*Source passage:*
== Segment start ==
Boise State’s second annual Research Month is April 2018. Research Month celebrates the diverse and fascinating array of research happening each day on campus.
Even as researchers search for signs of life elsewhere in the universe, fundamental questions about how life can begin have yet to be answered. Fortunately, institutions including NASA fund research on the origin and early evolution of life. Understanding how life can begin will help define what makes Earth habitable, and help define where to look for life elsewhere in the universe as well as what to look for.
Boise State’s Eric Hayden, an assistant professor of biology, recently was named principal investigator of a three-year, $661,104 grant from NASA to study how early mutations in ribonucleic acid (RNA) molecules could have given rise to the evolution of life on Earth. His research is in collaboration with Andreas Wagner from the University of Zurich, Switzerland. The grant will support a post-doctoral researcher (Clementine Gibard) as well as students working toward graduate degrees.
“I’ll be studying how genetic changes, or mutations, interact with environmental changes,” Hayden explained. “There is a paradigm well accepted in ecology and evolution that the traits we observe in living organisms are not only dependent on genes but the environment those genes reside in. This research will take this concept down to the molecular level to see how RNA interacts with the environment, and when we manipulate that environment, to see what new structures and functions are present.”
Living organisms require numerous enzymes. In the origins and early evolution of life, these enzymes were thought to be predominantly RNA molecules. Through his research, Hayden will investigate how environmental change alters the properties of RNA molecules, which enable them to evolve new functions. Hayden will use modern “high-throughput sequencing” technologies to make billions of measurements of RNA molecules that are evolving in a test tube. From this, he will be able to look at how mutations and the environment interact to produce functional molecules.
As a model environmental variable, Hayden will alter the amount of the chemical element magnesium. Magnesium is necessary for RNA to fold and carry out its function. Hayden will look at that exact same collection of molecules and change the environment – i.e. the magnesium levels – in a systematic way to observe how RNA molecules respond. By assigning a relative activity, or “fitness” to each sequence, Hayden will be able to construct empirical fitness landscapes that unfold into peaks and valleys depending on magnesium levels. For a given RNA sequence, fitness will change if the reaction conditions change.
This video, created by Bjørn Østman and Randy Olson, gives a good visual representation:
“Some molecules will require vary little magnesium to maximize their function, but they may not ultimately be as good as molecules that require more magnesium,” Hayden explained. “These gives one the image of an undulating landscape, the peaks in the fitness landscape are changing in response to the amount of magnesium. These have been called ‘seascapes’ instead of ‘landscapes.’”
In addition, interactions with collaborator Andreas Wagner will be important for advancing computational tools needed to analyze and visualize the results of the research. The project will require computational data analysis and the modeling of evolution, which “will contribute to our efforts on campus to expand the computational capacity of students and researchers,” Hayden explained.
== Segment end ==
*Input data:*
== Segment start ==
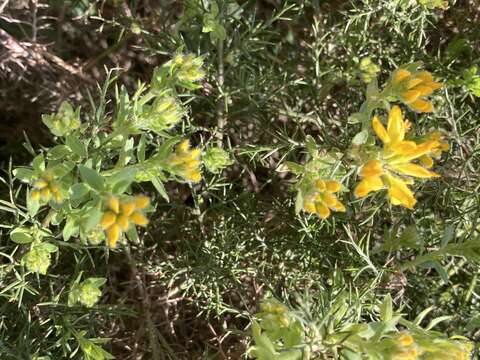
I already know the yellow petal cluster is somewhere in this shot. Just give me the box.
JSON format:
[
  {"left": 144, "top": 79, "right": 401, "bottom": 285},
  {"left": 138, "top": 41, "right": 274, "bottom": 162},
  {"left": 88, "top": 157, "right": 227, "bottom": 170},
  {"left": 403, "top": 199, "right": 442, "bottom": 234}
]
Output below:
[
  {"left": 392, "top": 69, "right": 442, "bottom": 112},
  {"left": 30, "top": 170, "right": 62, "bottom": 203},
  {"left": 100, "top": 195, "right": 150, "bottom": 248},
  {"left": 303, "top": 179, "right": 345, "bottom": 219},
  {"left": 355, "top": 106, "right": 448, "bottom": 209},
  {"left": 168, "top": 140, "right": 202, "bottom": 182}
]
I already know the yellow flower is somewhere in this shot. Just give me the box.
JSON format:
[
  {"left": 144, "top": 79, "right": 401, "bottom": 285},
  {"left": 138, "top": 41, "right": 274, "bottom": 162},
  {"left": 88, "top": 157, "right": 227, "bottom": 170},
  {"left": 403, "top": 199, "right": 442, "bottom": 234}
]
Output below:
[
  {"left": 168, "top": 140, "right": 202, "bottom": 182},
  {"left": 303, "top": 179, "right": 345, "bottom": 219},
  {"left": 355, "top": 106, "right": 444, "bottom": 209},
  {"left": 100, "top": 195, "right": 150, "bottom": 248},
  {"left": 392, "top": 69, "right": 443, "bottom": 112},
  {"left": 30, "top": 170, "right": 62, "bottom": 203}
]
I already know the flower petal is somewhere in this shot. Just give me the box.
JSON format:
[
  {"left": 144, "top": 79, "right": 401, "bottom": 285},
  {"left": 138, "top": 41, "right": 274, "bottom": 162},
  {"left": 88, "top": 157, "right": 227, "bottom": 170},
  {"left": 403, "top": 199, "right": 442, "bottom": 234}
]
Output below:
[
  {"left": 303, "top": 200, "right": 317, "bottom": 214},
  {"left": 393, "top": 69, "right": 412, "bottom": 84},
  {"left": 106, "top": 224, "right": 121, "bottom": 248},
  {"left": 117, "top": 214, "right": 130, "bottom": 231},
  {"left": 408, "top": 99, "right": 433, "bottom": 112},
  {"left": 387, "top": 105, "right": 405, "bottom": 143},
  {"left": 315, "top": 202, "right": 330, "bottom": 219},
  {"left": 322, "top": 193, "right": 337, "bottom": 208},
  {"left": 372, "top": 116, "right": 390, "bottom": 143},
  {"left": 135, "top": 195, "right": 150, "bottom": 209},
  {"left": 360, "top": 159, "right": 383, "bottom": 178},
  {"left": 325, "top": 180, "right": 342, "bottom": 193},
  {"left": 120, "top": 201, "right": 135, "bottom": 216},
  {"left": 386, "top": 174, "right": 417, "bottom": 209},
  {"left": 100, "top": 211, "right": 117, "bottom": 230},
  {"left": 402, "top": 88, "right": 421, "bottom": 104},
  {"left": 392, "top": 163, "right": 440, "bottom": 179},
  {"left": 315, "top": 179, "right": 327, "bottom": 191},
  {"left": 418, "top": 155, "right": 433, "bottom": 168},
  {"left": 107, "top": 196, "right": 120, "bottom": 214},
  {"left": 354, "top": 176, "right": 383, "bottom": 198},
  {"left": 130, "top": 211, "right": 148, "bottom": 226}
]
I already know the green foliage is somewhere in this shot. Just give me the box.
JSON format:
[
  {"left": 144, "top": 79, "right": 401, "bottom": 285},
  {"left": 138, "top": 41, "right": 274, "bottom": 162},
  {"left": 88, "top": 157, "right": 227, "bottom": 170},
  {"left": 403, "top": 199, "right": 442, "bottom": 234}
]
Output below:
[{"left": 0, "top": 0, "right": 480, "bottom": 360}]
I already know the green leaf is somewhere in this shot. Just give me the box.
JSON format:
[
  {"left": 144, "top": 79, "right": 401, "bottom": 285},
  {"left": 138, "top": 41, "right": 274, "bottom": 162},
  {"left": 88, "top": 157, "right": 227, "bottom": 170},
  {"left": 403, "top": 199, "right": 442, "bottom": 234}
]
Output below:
[
  {"left": 440, "top": 224, "right": 455, "bottom": 247},
  {"left": 275, "top": 349, "right": 303, "bottom": 360},
  {"left": 137, "top": 134, "right": 147, "bottom": 162},
  {"left": 285, "top": 161, "right": 305, "bottom": 175},
  {"left": 47, "top": 145, "right": 71, "bottom": 160},
  {"left": 62, "top": 216, "right": 78, "bottom": 241},
  {"left": 10, "top": 227, "right": 33, "bottom": 244},
  {"left": 152, "top": 177, "right": 170, "bottom": 202},
  {"left": 65, "top": 134, "right": 87, "bottom": 158},
  {"left": 38, "top": 243, "right": 58, "bottom": 253},
  {"left": 87, "top": 278, "right": 107, "bottom": 288},
  {"left": 13, "top": 168, "right": 35, "bottom": 182},
  {"left": 295, "top": 190, "right": 303, "bottom": 215},
  {"left": 32, "top": 154, "right": 45, "bottom": 172},
  {"left": 69, "top": 183, "right": 90, "bottom": 200},
  {"left": 78, "top": 165, "right": 105, "bottom": 191},
  {"left": 305, "top": 135, "right": 318, "bottom": 157},
  {"left": 425, "top": 315, "right": 454, "bottom": 330},
  {"left": 27, "top": 191, "right": 40, "bottom": 217},
  {"left": 380, "top": 294, "right": 393, "bottom": 322},
  {"left": 51, "top": 161, "right": 75, "bottom": 178},
  {"left": 352, "top": 130, "right": 368, "bottom": 146},
  {"left": 83, "top": 207, "right": 103, "bottom": 233}
]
== Segment end ==
*Work item:* Reproduce everything in the RNA research article from "Boise State’s Eric" down to "toward graduate degrees.", word for word. Rely solely on the article about Eric Hayden's RNA research.

*Task output:*
Boise State’s Eric Hayden, an assistant professor of biology, recently was named principal investigator of a three-year, $661,104 grant from NASA to study how early mutations in ribonucleic acid (RNA) molecules could have given rise to the evolution of life on Earth. His research is in collaboration with Andreas Wagner from the University of Zurich, Switzerland. The grant will support a post-doctoral researcher (Clementine Gibard) as well as students working toward graduate degrees.